DIRECTIONS FOR THIS TASK – Report every line of the records that contains the word "below".

Photo-based referring expression data –
Start of Block

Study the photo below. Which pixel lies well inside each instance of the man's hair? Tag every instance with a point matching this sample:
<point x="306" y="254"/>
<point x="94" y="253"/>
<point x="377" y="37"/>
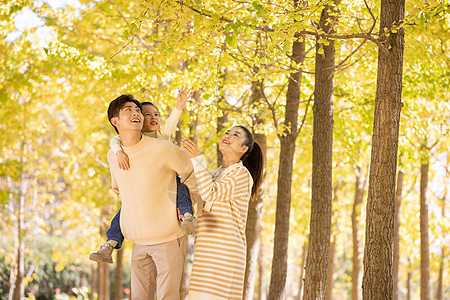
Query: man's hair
<point x="117" y="104"/>
<point x="149" y="103"/>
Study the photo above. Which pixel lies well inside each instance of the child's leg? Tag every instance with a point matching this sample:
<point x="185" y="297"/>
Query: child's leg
<point x="184" y="203"/>
<point x="114" y="233"/>
<point x="114" y="240"/>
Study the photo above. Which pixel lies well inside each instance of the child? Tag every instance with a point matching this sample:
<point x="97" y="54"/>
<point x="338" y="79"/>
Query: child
<point x="152" y="128"/>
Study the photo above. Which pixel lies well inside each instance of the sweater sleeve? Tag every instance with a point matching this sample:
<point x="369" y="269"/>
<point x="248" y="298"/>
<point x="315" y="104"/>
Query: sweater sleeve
<point x="169" y="127"/>
<point x="180" y="162"/>
<point x="223" y="190"/>
<point x="115" y="144"/>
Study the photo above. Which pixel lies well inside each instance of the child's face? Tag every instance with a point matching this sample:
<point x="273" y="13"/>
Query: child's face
<point x="152" y="121"/>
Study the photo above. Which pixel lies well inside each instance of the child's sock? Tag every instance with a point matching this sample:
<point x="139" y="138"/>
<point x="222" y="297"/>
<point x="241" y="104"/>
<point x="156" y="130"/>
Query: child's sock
<point x="112" y="243"/>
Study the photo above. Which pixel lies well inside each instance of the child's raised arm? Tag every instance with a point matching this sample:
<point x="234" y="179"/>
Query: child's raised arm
<point x="183" y="95"/>
<point x="122" y="157"/>
<point x="170" y="126"/>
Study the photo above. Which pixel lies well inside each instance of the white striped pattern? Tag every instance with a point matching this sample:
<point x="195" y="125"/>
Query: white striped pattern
<point x="220" y="244"/>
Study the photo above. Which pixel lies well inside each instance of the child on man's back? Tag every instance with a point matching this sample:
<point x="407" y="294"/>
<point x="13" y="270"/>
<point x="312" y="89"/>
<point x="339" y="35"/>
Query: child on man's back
<point x="151" y="127"/>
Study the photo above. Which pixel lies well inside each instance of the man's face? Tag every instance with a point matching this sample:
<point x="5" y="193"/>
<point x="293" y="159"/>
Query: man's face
<point x="152" y="120"/>
<point x="130" y="118"/>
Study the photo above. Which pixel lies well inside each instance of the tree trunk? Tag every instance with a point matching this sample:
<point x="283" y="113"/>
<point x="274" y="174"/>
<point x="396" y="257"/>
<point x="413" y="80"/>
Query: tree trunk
<point x="408" y="285"/>
<point x="221" y="120"/>
<point x="261" y="291"/>
<point x="103" y="281"/>
<point x="321" y="190"/>
<point x="302" y="269"/>
<point x="441" y="263"/>
<point x="424" y="246"/>
<point x="378" y="251"/>
<point x="356" y="213"/>
<point x="17" y="287"/>
<point x="118" y="286"/>
<point x="184" y="287"/>
<point x="253" y="228"/>
<point x="398" y="200"/>
<point x="94" y="281"/>
<point x="329" y="293"/>
<point x="285" y="168"/>
<point x="193" y="125"/>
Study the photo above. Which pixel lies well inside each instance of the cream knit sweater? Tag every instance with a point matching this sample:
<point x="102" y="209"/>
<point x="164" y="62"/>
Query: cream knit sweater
<point x="148" y="190"/>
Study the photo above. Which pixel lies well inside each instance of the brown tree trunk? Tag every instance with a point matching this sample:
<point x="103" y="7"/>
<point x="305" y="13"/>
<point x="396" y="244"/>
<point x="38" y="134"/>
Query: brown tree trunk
<point x="193" y="125"/>
<point x="221" y="120"/>
<point x="17" y="287"/>
<point x="408" y="285"/>
<point x="441" y="263"/>
<point x="261" y="290"/>
<point x="94" y="281"/>
<point x="360" y="184"/>
<point x="398" y="200"/>
<point x="302" y="271"/>
<point x="184" y="287"/>
<point x="186" y="277"/>
<point x="253" y="228"/>
<point x="378" y="251"/>
<point x="424" y="246"/>
<point x="329" y="293"/>
<point x="321" y="189"/>
<point x="103" y="281"/>
<point x="118" y="286"/>
<point x="285" y="168"/>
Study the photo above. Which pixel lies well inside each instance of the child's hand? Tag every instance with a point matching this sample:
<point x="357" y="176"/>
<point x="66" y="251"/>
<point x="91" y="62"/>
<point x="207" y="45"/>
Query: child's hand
<point x="122" y="159"/>
<point x="190" y="147"/>
<point x="183" y="95"/>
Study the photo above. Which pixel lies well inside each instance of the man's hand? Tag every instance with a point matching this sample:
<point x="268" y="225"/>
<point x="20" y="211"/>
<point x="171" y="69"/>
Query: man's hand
<point x="191" y="148"/>
<point x="183" y="95"/>
<point x="122" y="159"/>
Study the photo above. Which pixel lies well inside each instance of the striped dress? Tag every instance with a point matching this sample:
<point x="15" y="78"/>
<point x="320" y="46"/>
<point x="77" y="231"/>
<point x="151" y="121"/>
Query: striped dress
<point x="220" y="244"/>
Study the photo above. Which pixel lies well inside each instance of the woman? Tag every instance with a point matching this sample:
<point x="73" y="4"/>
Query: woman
<point x="220" y="243"/>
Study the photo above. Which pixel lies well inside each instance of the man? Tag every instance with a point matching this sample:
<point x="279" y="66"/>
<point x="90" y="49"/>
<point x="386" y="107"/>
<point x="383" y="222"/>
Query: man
<point x="148" y="194"/>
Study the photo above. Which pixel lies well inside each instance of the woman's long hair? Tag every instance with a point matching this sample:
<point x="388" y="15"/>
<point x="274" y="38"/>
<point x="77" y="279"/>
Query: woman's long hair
<point x="253" y="160"/>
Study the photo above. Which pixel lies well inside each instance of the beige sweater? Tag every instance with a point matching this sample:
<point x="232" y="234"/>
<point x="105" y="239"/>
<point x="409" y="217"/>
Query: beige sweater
<point x="148" y="190"/>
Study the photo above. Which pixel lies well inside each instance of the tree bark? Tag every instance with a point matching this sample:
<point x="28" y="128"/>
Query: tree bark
<point x="118" y="286"/>
<point x="396" y="259"/>
<point x="321" y="190"/>
<point x="284" y="183"/>
<point x="17" y="287"/>
<point x="356" y="213"/>
<point x="302" y="269"/>
<point x="424" y="246"/>
<point x="184" y="287"/>
<point x="408" y="285"/>
<point x="94" y="281"/>
<point x="103" y="281"/>
<point x="441" y="263"/>
<point x="186" y="277"/>
<point x="329" y="293"/>
<point x="261" y="290"/>
<point x="253" y="228"/>
<point x="378" y="251"/>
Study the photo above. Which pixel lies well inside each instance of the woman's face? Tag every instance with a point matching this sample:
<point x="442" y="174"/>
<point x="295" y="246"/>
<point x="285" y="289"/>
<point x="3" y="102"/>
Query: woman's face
<point x="233" y="141"/>
<point x="152" y="120"/>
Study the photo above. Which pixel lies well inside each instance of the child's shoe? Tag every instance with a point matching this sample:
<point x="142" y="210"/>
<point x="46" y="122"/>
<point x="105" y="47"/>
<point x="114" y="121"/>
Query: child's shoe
<point x="188" y="223"/>
<point x="104" y="254"/>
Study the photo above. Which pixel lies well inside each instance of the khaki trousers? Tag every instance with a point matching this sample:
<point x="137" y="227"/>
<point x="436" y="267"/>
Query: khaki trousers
<point x="156" y="270"/>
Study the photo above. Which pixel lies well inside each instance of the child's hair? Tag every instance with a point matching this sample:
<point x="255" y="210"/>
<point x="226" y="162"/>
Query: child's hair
<point x="149" y="103"/>
<point x="117" y="104"/>
<point x="253" y="160"/>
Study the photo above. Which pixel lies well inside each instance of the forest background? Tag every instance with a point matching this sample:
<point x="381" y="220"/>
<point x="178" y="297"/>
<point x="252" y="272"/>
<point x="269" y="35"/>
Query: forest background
<point x="249" y="62"/>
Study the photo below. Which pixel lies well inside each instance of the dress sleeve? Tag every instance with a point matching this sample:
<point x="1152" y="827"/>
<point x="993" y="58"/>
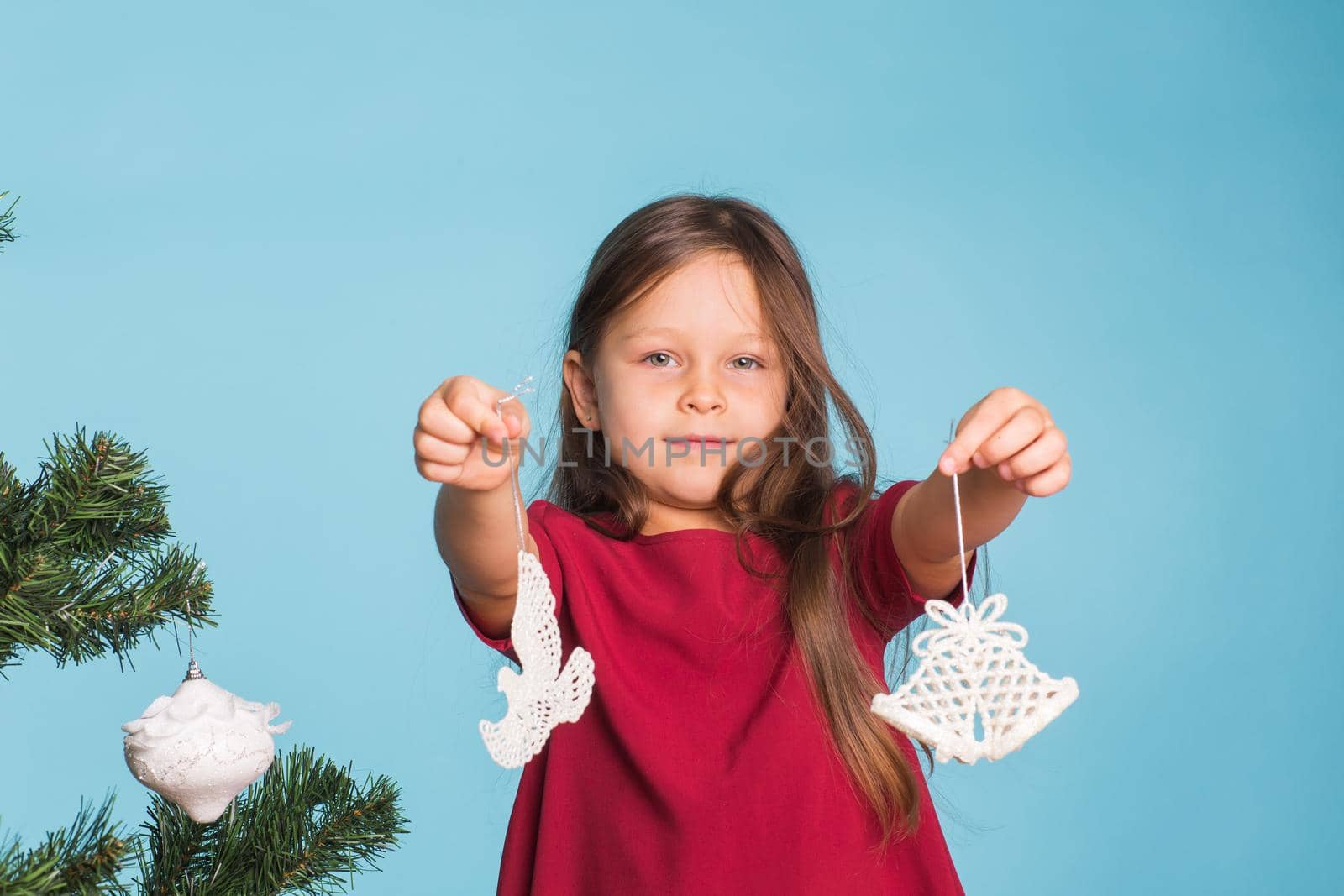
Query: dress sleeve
<point x="537" y="527"/>
<point x="879" y="567"/>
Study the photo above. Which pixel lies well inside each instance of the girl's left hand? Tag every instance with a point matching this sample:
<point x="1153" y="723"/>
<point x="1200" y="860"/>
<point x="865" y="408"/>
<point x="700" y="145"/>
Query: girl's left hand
<point x="1014" y="432"/>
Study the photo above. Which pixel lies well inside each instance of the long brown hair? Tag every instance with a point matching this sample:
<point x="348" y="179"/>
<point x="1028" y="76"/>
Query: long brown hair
<point x="786" y="501"/>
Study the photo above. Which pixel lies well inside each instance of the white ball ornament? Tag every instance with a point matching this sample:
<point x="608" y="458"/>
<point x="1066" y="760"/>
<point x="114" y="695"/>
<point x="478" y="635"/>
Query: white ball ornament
<point x="202" y="746"/>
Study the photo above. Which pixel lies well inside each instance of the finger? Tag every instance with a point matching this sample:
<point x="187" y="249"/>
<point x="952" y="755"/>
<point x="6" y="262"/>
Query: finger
<point x="1039" y="456"/>
<point x="984" y="419"/>
<point x="440" y="472"/>
<point x="1047" y="481"/>
<point x="1021" y="429"/>
<point x="437" y="450"/>
<point x="440" y="422"/>
<point x="481" y="416"/>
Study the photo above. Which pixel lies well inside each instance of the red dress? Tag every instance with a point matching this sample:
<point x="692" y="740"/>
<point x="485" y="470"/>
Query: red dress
<point x="702" y="763"/>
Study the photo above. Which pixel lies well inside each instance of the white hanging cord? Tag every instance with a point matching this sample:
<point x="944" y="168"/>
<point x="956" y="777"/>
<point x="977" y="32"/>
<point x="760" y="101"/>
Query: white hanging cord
<point x="514" y="485"/>
<point x="961" y="540"/>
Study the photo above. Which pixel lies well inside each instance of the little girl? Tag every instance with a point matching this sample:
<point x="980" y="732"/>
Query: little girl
<point x="734" y="591"/>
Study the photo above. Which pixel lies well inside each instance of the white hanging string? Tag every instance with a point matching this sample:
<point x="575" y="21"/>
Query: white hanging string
<point x="972" y="668"/>
<point x="522" y="389"/>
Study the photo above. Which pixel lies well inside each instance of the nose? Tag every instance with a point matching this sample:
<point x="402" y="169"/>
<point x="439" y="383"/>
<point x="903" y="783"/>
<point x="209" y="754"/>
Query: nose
<point x="703" y="396"/>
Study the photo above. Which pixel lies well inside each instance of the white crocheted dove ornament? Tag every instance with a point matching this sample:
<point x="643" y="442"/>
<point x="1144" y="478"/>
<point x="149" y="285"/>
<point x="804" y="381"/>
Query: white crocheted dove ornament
<point x="543" y="694"/>
<point x="972" y="665"/>
<point x="202" y="746"/>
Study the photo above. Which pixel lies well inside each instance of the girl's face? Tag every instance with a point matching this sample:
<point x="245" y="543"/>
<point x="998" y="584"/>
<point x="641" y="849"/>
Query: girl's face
<point x="690" y="359"/>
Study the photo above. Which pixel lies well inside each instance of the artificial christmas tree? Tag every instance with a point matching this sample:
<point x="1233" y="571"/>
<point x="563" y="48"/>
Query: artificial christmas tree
<point x="84" y="573"/>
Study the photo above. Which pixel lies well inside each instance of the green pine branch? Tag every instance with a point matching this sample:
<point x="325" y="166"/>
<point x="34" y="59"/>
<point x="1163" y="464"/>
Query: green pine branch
<point x="84" y="860"/>
<point x="82" y="570"/>
<point x="7" y="221"/>
<point x="299" y="829"/>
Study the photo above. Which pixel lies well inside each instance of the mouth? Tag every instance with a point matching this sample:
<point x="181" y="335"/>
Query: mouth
<point x="696" y="438"/>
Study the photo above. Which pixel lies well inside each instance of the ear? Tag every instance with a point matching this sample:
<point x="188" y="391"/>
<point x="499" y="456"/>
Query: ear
<point x="582" y="390"/>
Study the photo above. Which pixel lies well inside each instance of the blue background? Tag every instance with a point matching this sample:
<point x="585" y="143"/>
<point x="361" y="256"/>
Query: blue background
<point x="255" y="237"/>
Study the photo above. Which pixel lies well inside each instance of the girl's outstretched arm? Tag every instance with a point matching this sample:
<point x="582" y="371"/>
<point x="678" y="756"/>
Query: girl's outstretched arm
<point x="1007" y="448"/>
<point x="476" y="516"/>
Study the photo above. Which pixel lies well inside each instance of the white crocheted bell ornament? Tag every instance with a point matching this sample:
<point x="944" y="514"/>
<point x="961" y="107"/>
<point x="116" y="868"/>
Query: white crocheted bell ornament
<point x="972" y="665"/>
<point x="202" y="746"/>
<point x="543" y="694"/>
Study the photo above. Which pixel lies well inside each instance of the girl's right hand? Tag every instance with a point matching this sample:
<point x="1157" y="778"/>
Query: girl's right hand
<point x="454" y="422"/>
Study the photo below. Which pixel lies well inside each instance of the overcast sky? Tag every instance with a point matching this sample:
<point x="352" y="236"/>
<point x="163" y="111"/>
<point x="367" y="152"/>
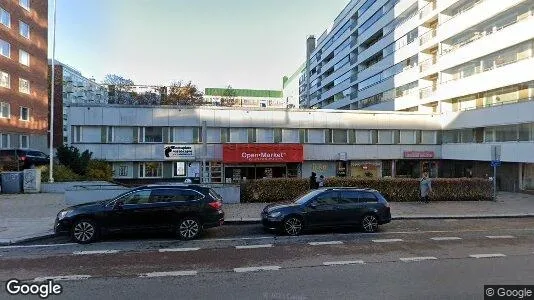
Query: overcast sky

End of Block

SOLUTION TO THE EXERCISE –
Study the photo below. Which pixel lies well inside each instance of the man's hair? Tag every instance with a point matching this sample:
Study the photo below. Which pixel lies well inside each instance of the dress sleeve? Tag every instance with a point matching this sample:
Study the photo below. Which pixel lies well inside each instance of the overcast sky? Tag every instance with a point matching this sample:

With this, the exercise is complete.